++++ Source records

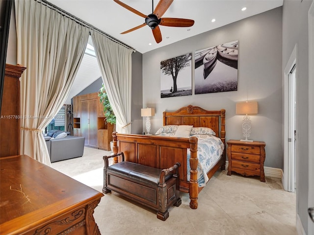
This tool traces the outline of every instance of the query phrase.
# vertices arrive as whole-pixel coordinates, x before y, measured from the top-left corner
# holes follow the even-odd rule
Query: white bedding
[[[197,181],[198,186],[202,187],[209,181],[207,176],[211,168],[220,160],[224,151],[224,145],[221,140],[214,136],[194,135],[197,137]],[[187,150],[187,180],[190,180],[189,149]]]
[[[158,135],[173,137],[174,133],[162,133]],[[197,181],[200,187],[204,187],[209,181],[207,172],[220,160],[224,145],[221,140],[211,135],[193,135],[198,139],[197,141]],[[190,149],[187,149],[187,180],[190,180]]]

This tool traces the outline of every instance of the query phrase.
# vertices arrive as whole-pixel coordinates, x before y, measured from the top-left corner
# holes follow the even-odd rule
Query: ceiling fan
[[[162,15],[169,8],[173,0],[160,0],[154,10],[154,0],[153,0],[153,13],[146,15],[139,11],[132,8],[125,3],[119,0],[113,0],[116,3],[121,5],[129,11],[131,11],[136,15],[145,18],[145,23],[138,26],[131,28],[121,34],[125,34],[130,33],[136,29],[144,27],[146,25],[149,26],[153,31],[154,37],[157,43],[161,42],[161,33],[158,25],[169,26],[171,27],[190,27],[194,24],[194,21],[187,19],[181,18],[161,18]]]

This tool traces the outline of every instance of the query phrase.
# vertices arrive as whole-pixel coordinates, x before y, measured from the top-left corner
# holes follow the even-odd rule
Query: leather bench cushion
[[[122,162],[113,164],[107,168],[107,172],[108,173],[116,173],[139,182],[156,185],[159,183],[159,177],[161,170],[130,162]],[[166,176],[165,181],[172,177],[172,174],[169,174]]]

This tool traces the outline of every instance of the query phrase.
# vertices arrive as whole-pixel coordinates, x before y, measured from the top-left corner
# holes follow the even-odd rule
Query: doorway
[[[314,208],[314,2],[309,11],[309,209]],[[314,235],[314,221],[308,217],[309,235]]]
[[[289,107],[288,117],[288,191],[294,192],[296,188],[296,78],[295,64],[288,74]]]
[[[296,186],[296,80],[297,45],[293,48],[285,69],[284,105],[284,162],[283,183],[286,191],[294,192]]]

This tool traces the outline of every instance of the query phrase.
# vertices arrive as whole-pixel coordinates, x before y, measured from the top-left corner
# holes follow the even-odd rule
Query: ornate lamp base
[[[147,118],[146,118],[146,132],[147,132],[147,133],[145,134],[145,135],[148,135],[148,136],[150,136],[152,134],[149,134],[149,132],[151,130],[151,120],[150,120],[150,119],[149,118],[149,117],[148,117]]]
[[[252,142],[253,141],[248,140],[248,137],[250,137],[251,134],[251,118],[250,116],[245,115],[243,117],[243,120],[242,123],[242,133],[243,136],[245,137],[245,140],[240,140],[241,141],[246,141]]]

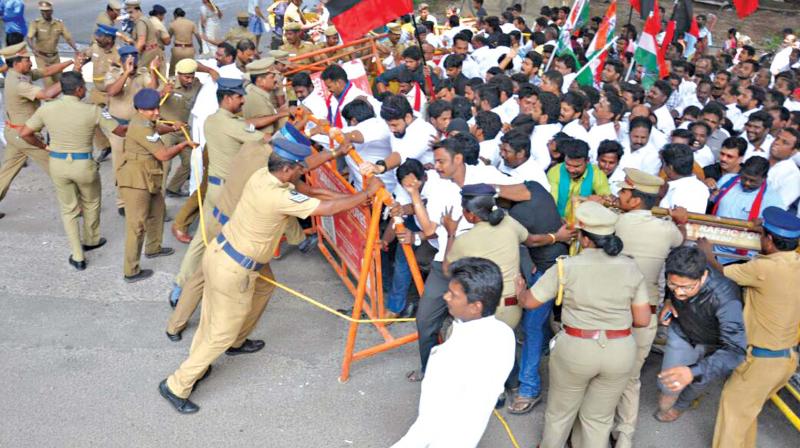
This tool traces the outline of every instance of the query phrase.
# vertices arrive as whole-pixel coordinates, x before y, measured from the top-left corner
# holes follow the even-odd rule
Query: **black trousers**
[[[419,358],[422,372],[428,365],[431,349],[439,342],[439,331],[447,317],[447,304],[444,293],[450,281],[442,272],[442,263],[431,263],[431,273],[425,280],[425,291],[417,308],[417,332],[419,333]]]

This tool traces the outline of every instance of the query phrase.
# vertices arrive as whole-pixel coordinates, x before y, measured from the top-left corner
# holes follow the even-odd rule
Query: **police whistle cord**
[[[185,125],[181,126],[181,131],[183,131],[183,135],[186,138],[186,141],[192,143],[192,139],[189,137],[189,132],[186,130],[186,126]],[[192,143],[192,147],[194,147],[194,146],[195,145]],[[199,167],[195,167],[195,169],[199,169]],[[198,206],[198,208],[200,210],[200,213],[199,213],[199,215],[200,215],[200,228],[198,229],[198,231],[200,232],[200,235],[203,237],[203,245],[208,247],[208,238],[206,237],[205,213],[203,211],[203,195],[200,194],[200,190],[199,189],[197,190],[197,206]],[[352,317],[350,317],[350,316],[348,316],[346,314],[340,313],[339,311],[336,311],[335,309],[329,307],[328,305],[325,305],[324,303],[320,303],[319,301],[314,300],[311,297],[309,297],[309,296],[307,296],[307,295],[305,295],[305,294],[303,294],[303,293],[301,293],[299,291],[295,291],[294,289],[292,289],[292,288],[290,288],[290,287],[288,287],[288,286],[286,286],[286,285],[284,285],[284,284],[282,284],[280,282],[277,282],[277,281],[275,281],[275,280],[273,280],[273,279],[271,279],[269,277],[266,277],[266,276],[263,276],[263,275],[259,274],[258,278],[264,280],[267,283],[272,284],[275,287],[278,287],[278,288],[288,292],[289,294],[297,297],[298,299],[304,300],[305,302],[310,303],[311,305],[313,305],[313,306],[315,306],[315,307],[317,307],[317,308],[319,308],[319,309],[321,309],[323,311],[327,311],[328,313],[333,314],[334,316],[340,317],[340,318],[342,318],[342,319],[344,319],[344,320],[346,320],[348,322],[351,322],[351,323],[371,324],[371,323],[378,323],[378,322],[387,323],[387,322],[414,322],[414,321],[416,321],[415,318],[353,319]],[[503,418],[503,416],[499,412],[497,412],[497,409],[494,409],[493,413],[494,413],[494,416],[497,417],[497,420],[500,421],[500,424],[503,425],[503,429],[505,429],[509,440],[511,440],[511,445],[513,445],[514,448],[520,448],[519,443],[517,443],[517,439],[514,437],[514,433],[511,431],[511,427],[508,426],[508,422],[506,422],[506,420]]]

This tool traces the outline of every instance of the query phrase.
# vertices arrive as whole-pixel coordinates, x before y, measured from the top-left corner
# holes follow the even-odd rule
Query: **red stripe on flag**
[[[411,14],[413,10],[411,0],[362,0],[331,21],[342,41],[347,43],[404,14]]]

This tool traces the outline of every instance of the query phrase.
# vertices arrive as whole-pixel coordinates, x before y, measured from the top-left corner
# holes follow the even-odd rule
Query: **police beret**
[[[175,64],[175,71],[177,73],[194,73],[197,71],[197,62],[194,59],[181,59]]]
[[[464,185],[461,196],[494,196],[497,194],[494,187],[489,184]]]
[[[762,212],[763,226],[783,238],[800,238],[800,218],[779,207],[767,207]]]
[[[595,235],[612,235],[619,217],[597,202],[583,202],[575,211],[575,227]]]
[[[154,89],[142,89],[133,97],[133,107],[137,109],[158,109],[161,95]]]

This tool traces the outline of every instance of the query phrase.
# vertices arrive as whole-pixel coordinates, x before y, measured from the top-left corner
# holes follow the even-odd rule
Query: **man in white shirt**
[[[667,194],[660,207],[683,207],[690,213],[705,214],[708,206],[708,186],[692,174],[694,156],[688,145],[671,143],[661,151],[664,173],[669,180]]]
[[[494,317],[500,268],[468,257],[454,262],[450,274],[444,302],[453,331],[432,350],[419,416],[393,448],[477,446],[514,365],[514,332]]]
[[[512,129],[500,139],[501,172],[508,174],[517,182],[536,182],[548,192],[550,182],[542,167],[531,158],[530,137],[519,129]]]
[[[744,125],[747,136],[747,151],[744,153],[744,160],[757,156],[769,159],[769,151],[775,138],[770,135],[772,128],[772,116],[769,112],[759,110],[747,118]]]
[[[785,128],[779,132],[769,150],[767,188],[778,192],[784,209],[796,205],[797,198],[800,197],[800,168],[792,160],[798,151],[800,131],[793,128]]]
[[[656,81],[647,93],[647,102],[658,122],[656,128],[666,135],[675,129],[675,119],[667,108],[667,99],[672,95],[672,86],[665,80]]]

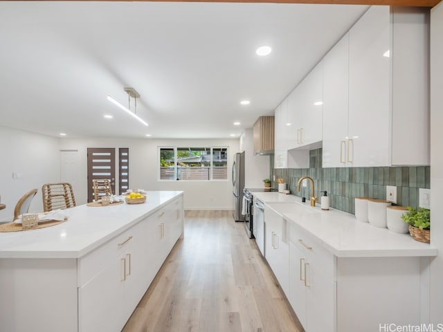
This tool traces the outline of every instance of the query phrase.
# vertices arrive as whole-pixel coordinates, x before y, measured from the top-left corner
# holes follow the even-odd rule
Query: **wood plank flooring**
[[[187,211],[179,240],[123,332],[302,332],[231,211]]]

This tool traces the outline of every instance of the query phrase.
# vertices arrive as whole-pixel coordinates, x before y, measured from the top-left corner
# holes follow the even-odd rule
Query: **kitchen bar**
[[[86,205],[67,221],[0,233],[0,331],[120,331],[177,239],[183,192]]]

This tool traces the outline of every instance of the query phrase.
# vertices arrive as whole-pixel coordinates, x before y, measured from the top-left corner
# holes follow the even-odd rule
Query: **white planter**
[[[386,208],[386,223],[389,230],[395,233],[409,232],[409,225],[401,219],[401,216],[408,212],[405,206],[388,206]]]
[[[370,199],[368,201],[368,220],[372,226],[386,228],[386,208],[391,202],[383,199]]]
[[[368,223],[368,201],[370,197],[355,198],[355,217],[359,221]]]

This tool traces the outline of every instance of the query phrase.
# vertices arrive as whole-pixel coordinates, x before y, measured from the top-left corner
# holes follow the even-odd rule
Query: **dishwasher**
[[[264,256],[264,204],[261,201],[254,198],[253,209],[253,234],[255,242],[260,252]]]

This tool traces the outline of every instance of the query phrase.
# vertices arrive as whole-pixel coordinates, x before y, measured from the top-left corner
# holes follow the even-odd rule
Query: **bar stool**
[[[94,200],[96,201],[98,201],[102,196],[112,196],[111,181],[107,178],[94,179],[92,181],[92,186],[94,190]]]
[[[66,182],[45,183],[42,186],[43,210],[46,212],[57,209],[67,209],[76,205],[72,185]]]

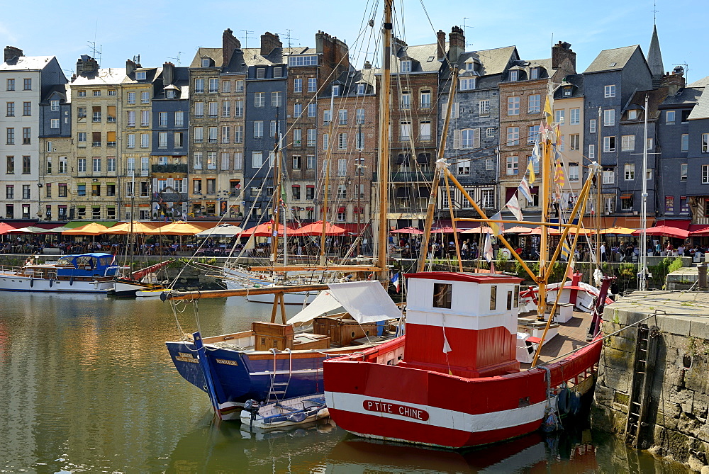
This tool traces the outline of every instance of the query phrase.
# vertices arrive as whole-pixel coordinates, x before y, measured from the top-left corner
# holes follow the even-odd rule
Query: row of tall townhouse
[[[442,187],[430,188],[454,67],[443,156],[489,214],[504,210],[525,175],[551,91],[566,174],[562,206],[598,161],[605,214],[634,218],[644,179],[651,215],[709,223],[709,80],[686,85],[679,67],[665,73],[656,30],[647,57],[638,45],[605,50],[583,72],[564,42],[537,60],[515,46],[465,44],[458,27],[430,44],[393,40],[390,225],[418,224],[432,193],[441,218],[450,205],[475,214],[457,190],[449,203]],[[370,220],[381,70],[369,62],[355,69],[347,45],[322,31],[314,47],[284,47],[267,32],[258,47],[242,48],[228,29],[221,47],[199,48],[188,67],[143,67],[135,57],[100,68],[84,55],[71,81],[53,57],[7,47],[0,75],[5,218],[225,215],[250,225],[271,217],[275,199],[291,220],[320,219],[325,206],[328,220],[350,228]],[[532,201],[520,200],[527,215],[540,212],[537,185]]]

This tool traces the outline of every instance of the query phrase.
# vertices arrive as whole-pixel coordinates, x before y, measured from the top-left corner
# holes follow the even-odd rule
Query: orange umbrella
[[[62,232],[62,235],[100,235],[104,233],[108,227],[105,225],[101,225],[101,224],[97,224],[96,222],[91,222],[90,224],[86,224],[86,225],[82,225],[81,227],[76,227],[74,229],[69,229],[69,230],[65,230]]]
[[[149,235],[194,235],[201,232],[202,230],[196,225],[188,224],[184,220],[177,220],[155,229],[150,229],[144,233]]]
[[[133,232],[134,234],[145,234],[149,230],[152,230],[155,225],[147,222],[141,222],[138,220],[133,221]],[[122,222],[109,227],[105,230],[104,234],[111,234],[113,235],[126,235],[130,233],[130,222]]]
[[[294,230],[289,227],[289,233],[294,231]],[[278,225],[278,235],[283,235],[284,234],[284,226],[283,224]],[[245,237],[248,237],[253,235],[255,237],[272,237],[273,236],[273,221],[269,220],[267,222],[264,222],[263,224],[259,224],[256,227],[251,227],[250,229],[247,229],[243,232],[242,235]]]
[[[330,222],[326,222],[325,225],[325,235],[342,235],[346,232],[347,229],[345,227],[333,225]],[[318,220],[312,224],[303,225],[300,229],[296,229],[292,232],[289,233],[290,235],[321,235],[323,234],[323,221]]]

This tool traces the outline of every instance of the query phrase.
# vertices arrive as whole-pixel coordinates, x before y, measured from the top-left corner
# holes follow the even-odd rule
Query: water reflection
[[[326,422],[277,432],[218,423],[165,349],[180,335],[169,305],[0,292],[0,471],[683,472],[588,431],[457,453],[365,441]],[[179,309],[182,330],[199,315],[209,334],[271,313],[240,298]]]

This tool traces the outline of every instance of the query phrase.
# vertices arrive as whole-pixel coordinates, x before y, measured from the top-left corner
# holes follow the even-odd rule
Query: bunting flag
[[[510,210],[518,220],[522,220],[522,209],[520,208],[520,201],[517,198],[516,194],[513,194],[510,201],[505,205]]]
[[[562,188],[566,184],[566,176],[564,174],[564,167],[562,166],[562,162],[559,159],[557,160],[557,165],[554,171],[554,182]]]
[[[547,101],[544,104],[544,113],[547,118],[547,123],[552,123],[552,104],[549,101],[549,96],[547,96]]]
[[[492,259],[494,255],[492,252],[492,240],[490,239],[489,234],[485,237],[485,245],[483,246],[483,256],[485,257],[489,264],[492,263]]]
[[[502,214],[501,214],[498,212],[497,214],[496,214],[495,215],[492,216],[490,218],[492,220],[502,220]],[[489,225],[490,225],[490,228],[492,229],[493,235],[494,235],[495,237],[497,237],[498,235],[499,235],[502,232],[505,232],[505,225],[503,224],[502,222],[491,222],[489,223]]]
[[[522,193],[522,196],[527,198],[527,201],[531,203],[534,201],[532,198],[532,190],[530,188],[530,184],[527,182],[527,178],[522,179],[522,182],[520,183],[520,186],[517,188]]]
[[[539,142],[535,142],[534,148],[532,149],[532,157],[527,164],[527,171],[530,172],[530,182],[534,184],[536,176],[535,176],[535,165],[539,166]]]
[[[398,273],[399,272],[397,271],[396,273],[394,273],[394,276],[391,277],[391,283],[394,286],[394,288],[396,288],[396,293],[399,292]]]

++++++++

- [Aim]
Show every line of the records that contains the string "police". Matches must have the same case.

- [Result for this task]
Query: **police whistle cord**
Query: **police beret**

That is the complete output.